→ Data supplied
Segment Open
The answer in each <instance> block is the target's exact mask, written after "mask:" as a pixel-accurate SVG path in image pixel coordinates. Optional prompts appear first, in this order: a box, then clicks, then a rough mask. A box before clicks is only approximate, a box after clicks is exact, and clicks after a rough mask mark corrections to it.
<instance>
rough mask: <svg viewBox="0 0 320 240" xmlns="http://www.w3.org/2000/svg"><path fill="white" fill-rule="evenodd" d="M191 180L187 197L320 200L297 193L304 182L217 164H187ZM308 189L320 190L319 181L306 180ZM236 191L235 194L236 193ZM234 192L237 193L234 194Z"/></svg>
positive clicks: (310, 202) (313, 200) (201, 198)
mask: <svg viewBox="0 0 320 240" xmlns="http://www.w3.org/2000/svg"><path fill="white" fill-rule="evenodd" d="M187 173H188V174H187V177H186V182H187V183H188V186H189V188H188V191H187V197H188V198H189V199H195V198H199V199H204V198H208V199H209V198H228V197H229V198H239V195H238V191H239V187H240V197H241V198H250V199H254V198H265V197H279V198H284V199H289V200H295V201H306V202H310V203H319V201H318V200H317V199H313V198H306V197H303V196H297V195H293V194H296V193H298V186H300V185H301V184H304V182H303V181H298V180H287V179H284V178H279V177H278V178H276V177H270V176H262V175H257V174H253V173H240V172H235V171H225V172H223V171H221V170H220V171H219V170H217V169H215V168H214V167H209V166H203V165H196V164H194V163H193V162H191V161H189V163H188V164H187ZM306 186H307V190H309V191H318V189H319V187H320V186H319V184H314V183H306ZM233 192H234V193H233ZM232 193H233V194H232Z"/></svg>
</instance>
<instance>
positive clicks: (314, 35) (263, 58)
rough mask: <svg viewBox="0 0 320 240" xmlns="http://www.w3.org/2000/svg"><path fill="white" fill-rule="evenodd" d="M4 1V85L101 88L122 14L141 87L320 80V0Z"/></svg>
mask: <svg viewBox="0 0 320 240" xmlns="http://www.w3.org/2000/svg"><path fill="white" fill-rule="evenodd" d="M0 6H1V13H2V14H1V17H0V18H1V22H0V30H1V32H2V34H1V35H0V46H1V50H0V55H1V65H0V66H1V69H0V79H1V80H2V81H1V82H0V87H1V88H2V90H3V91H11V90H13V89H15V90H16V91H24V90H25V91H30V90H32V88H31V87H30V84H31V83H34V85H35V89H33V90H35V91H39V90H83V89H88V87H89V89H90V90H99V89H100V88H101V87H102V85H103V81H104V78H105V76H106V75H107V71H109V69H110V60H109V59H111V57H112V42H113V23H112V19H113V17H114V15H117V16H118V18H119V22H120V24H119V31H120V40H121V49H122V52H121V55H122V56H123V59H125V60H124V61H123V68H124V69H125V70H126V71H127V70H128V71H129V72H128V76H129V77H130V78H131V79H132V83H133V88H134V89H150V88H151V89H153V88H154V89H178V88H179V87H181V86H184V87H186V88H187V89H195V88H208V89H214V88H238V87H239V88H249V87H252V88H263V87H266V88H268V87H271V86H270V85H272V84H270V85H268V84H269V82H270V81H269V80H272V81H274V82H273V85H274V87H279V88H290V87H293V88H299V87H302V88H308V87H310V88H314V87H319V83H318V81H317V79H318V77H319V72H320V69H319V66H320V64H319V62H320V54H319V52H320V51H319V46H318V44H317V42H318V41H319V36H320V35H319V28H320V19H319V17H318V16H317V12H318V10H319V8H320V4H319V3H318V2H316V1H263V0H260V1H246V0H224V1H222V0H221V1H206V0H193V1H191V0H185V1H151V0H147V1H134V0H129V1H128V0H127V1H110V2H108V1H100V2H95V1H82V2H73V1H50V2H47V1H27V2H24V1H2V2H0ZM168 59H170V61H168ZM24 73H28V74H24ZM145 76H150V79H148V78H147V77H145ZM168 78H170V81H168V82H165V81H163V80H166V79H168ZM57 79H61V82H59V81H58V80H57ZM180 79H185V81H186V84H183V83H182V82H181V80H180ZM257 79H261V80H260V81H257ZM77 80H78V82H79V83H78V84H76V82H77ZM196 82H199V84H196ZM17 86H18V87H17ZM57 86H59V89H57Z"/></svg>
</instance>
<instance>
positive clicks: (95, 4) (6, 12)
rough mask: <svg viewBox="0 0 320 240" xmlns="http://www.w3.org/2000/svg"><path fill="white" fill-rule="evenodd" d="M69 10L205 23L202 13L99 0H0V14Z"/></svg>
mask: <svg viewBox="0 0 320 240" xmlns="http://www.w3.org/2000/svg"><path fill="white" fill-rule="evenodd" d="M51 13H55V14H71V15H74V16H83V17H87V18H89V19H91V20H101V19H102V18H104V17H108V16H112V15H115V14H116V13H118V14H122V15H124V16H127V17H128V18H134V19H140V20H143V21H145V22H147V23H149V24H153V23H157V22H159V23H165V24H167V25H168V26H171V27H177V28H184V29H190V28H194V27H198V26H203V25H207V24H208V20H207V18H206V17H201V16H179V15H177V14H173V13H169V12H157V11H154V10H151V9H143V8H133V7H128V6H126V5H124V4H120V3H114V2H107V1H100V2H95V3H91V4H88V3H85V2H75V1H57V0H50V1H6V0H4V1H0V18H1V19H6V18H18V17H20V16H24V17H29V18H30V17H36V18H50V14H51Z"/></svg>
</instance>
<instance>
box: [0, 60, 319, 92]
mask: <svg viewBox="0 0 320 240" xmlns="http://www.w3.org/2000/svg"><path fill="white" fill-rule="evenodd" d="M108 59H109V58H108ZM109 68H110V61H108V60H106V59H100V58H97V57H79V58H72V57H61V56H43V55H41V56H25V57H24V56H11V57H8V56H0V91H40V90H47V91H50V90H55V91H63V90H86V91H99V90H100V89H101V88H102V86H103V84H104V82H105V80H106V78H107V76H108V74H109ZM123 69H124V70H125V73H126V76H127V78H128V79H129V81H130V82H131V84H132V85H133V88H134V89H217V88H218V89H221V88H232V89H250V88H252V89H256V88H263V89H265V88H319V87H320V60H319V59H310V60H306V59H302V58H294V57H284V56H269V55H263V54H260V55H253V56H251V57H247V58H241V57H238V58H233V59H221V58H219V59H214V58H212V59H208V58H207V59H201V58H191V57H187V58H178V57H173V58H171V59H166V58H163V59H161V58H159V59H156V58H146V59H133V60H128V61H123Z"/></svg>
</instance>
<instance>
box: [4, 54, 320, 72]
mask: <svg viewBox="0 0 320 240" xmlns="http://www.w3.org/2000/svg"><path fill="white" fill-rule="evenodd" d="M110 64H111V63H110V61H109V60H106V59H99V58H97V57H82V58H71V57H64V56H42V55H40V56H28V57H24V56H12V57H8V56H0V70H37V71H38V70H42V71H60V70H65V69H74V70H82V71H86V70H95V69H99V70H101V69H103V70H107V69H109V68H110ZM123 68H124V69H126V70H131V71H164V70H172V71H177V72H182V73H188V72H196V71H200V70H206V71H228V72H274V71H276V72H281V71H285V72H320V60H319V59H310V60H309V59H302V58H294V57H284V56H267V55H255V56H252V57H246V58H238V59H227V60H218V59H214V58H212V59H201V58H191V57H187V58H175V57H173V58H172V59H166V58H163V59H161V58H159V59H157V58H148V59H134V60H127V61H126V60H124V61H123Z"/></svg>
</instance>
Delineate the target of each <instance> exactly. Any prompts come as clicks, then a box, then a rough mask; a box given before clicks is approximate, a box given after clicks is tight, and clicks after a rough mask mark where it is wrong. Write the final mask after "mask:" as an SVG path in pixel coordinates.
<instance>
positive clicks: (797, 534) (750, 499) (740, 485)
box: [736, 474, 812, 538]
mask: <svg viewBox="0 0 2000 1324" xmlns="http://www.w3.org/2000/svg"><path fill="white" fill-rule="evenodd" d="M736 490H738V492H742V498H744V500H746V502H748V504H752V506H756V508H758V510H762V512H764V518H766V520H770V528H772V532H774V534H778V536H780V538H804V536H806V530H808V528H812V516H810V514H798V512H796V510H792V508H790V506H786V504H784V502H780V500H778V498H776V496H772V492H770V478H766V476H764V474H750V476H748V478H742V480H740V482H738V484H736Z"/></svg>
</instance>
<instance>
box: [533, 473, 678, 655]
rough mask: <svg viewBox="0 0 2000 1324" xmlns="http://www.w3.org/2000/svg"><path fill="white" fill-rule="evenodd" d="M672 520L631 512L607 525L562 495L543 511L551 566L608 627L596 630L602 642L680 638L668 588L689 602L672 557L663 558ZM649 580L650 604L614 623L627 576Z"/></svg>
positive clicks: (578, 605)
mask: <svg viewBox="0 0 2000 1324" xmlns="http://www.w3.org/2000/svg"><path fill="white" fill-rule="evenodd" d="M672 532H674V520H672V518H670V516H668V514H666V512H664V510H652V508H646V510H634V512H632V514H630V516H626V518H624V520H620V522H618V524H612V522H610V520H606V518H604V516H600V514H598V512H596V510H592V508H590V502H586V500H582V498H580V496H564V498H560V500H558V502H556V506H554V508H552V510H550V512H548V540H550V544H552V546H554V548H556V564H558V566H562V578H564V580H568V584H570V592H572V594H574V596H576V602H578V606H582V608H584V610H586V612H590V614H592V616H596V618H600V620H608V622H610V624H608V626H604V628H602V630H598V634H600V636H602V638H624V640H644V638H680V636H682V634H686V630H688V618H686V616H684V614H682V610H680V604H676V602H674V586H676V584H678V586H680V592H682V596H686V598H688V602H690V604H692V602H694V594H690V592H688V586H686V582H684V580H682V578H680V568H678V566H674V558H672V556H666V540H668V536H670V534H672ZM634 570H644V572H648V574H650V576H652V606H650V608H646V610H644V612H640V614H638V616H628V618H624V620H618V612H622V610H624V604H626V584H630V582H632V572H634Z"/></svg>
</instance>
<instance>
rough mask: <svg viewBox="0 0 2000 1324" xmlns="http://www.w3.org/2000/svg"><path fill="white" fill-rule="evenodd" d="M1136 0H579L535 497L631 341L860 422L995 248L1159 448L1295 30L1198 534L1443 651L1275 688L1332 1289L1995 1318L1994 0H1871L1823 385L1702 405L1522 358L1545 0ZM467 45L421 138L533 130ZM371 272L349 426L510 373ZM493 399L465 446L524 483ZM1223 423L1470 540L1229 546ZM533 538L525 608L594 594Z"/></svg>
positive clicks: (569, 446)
Segment Closed
→ Work required
Copy out every line of the items above that contains the word "before".

→ Reply
The answer in each <instance> block is the target's exact mask, written after "mask:" as a pixel-accurate SVG path in image pixel coordinates. Optional prompts appear first, in this order: a box, then clicks, then a rough mask. A box before clicks is only approximate, a box after clicks is exact, and clicks after a rough mask mark corrections to it.
Delineate the target of each <instance> exactly. Any prompts come as clicks, then a box, then a rough mask; a box given before clicks is approximate, a box given after clicks is tight, and clicks after a rough mask mark where it is wrong. Write the final mask after "mask:" as an SVG path in pixel coordinates.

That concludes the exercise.